BRANO SCELTO
Gli ostacoli culturali ad una effettiva parità di genere esistono ancora, ed anche in ambito sanitario questi modelli sono assai difficili da superare.
Questo avviene nonostante in Italia la maggior parte dei medici siano donne, ed il loro numero sia destinato a crescere.
Nei prossimi 10 anni infatti assisteremo alla completa femminilizzazione della professione medica; molti medici andranno in pensione, sostituiti da una forza lavoro più giovane e soprattutto composta da una maggiore quota di donne.
Ma la sanità pubblica sembra non aver ancora recepito questa nuova realtà.
Come in altri settori, la prevalenza femminile non corrisponde ad un’analoga rappresentanza nelle posizioni dirigenziali.
Quante donne nei ruoli chiave della medicina?
Ci sono esempi importanti che vanno citati, come la testimonianza della dottoressa Garavaglia, ricercatrice e responsabile di un importante sezione dell’istituto neurologico Basta di Milano.

COMPLETA QUANTO SEGUE
**A)** Riscrivi il brano sulle donne in medicina, dalla parte che inizia con le parole "Gli ostacoli culturali" fino a quella che finisce con "questa nuova realtà.", mettendo "dottoresse" al posto di "donne".
**B)** Riassumi in due frasi il brano sulle donne in medicina.
Il materiale riportato qui sotto non serve per questo lavoro.

DATI ESTRATTI
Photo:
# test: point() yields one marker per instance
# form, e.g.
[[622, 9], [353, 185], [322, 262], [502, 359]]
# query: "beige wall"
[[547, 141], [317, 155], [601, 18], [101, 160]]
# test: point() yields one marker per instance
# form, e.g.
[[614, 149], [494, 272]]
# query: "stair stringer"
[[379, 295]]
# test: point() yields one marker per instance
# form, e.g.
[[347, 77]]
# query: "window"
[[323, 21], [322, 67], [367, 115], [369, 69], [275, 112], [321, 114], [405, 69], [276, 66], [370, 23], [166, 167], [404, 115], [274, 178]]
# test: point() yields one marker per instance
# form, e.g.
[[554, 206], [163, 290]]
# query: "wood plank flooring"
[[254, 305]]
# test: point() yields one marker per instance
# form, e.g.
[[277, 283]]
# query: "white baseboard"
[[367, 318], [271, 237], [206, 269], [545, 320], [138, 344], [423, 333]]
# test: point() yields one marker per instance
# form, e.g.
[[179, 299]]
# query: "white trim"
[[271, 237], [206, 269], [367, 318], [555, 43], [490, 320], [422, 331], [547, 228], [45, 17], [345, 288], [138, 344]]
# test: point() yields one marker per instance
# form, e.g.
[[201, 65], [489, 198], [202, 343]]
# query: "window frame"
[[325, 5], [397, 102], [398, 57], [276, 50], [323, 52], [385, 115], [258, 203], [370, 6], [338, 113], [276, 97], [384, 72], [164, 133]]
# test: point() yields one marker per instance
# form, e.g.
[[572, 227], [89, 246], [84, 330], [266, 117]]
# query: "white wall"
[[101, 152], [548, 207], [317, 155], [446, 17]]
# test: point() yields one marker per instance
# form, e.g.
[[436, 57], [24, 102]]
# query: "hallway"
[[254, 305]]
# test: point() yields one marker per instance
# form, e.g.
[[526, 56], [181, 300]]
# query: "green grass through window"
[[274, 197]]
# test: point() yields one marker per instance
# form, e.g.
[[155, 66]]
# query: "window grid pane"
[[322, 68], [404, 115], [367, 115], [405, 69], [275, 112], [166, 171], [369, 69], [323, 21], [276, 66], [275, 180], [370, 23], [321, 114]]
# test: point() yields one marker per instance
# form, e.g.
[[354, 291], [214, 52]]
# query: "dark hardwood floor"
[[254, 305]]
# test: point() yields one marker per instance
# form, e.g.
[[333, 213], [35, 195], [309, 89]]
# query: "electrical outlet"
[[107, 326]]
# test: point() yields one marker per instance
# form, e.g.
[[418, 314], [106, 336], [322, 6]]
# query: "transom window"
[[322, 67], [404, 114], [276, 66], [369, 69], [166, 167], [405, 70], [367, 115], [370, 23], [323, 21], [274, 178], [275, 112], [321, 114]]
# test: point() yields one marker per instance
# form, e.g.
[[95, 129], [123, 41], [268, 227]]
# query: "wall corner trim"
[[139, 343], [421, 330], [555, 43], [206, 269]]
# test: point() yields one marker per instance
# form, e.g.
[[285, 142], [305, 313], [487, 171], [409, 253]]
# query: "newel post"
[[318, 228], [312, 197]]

RISULTATI DELL'ESERCIZIO
**A)**
Gli ostacoli culturali ad una effettiva parità di genere esistono ancora, ed anche in ambito sanitario questi modelli sono assai difficili da superare.
Questo avviene nonostante in Italia la maggior parte dei medici siano dottoresse, ed il loro numero sia destinato a crescere.
Nei prossimi 10 anni infatti assisteremo alla completa femminilizzazione della professione medica; molti medici andranno in pensione, sostituiti da una forza lavoro più giovane e soprattutto composta da una maggiore quota di dottoresse.
Ma la sanità pubblica sembra non aver ancora recepito questa nuova realtà.

**B)** In Italia la maggior parte dei medici sono donne, e nei prossimi dieci anni la professione diventerà del tutto femminile, ma gli ostacoli culturali alla parità di genere restano difficili da superare anche in sanità. Come in altri settori, al fatto che le donne siano la maggioranza non corrisponde una presenza simile nei ruoli di dirigenza.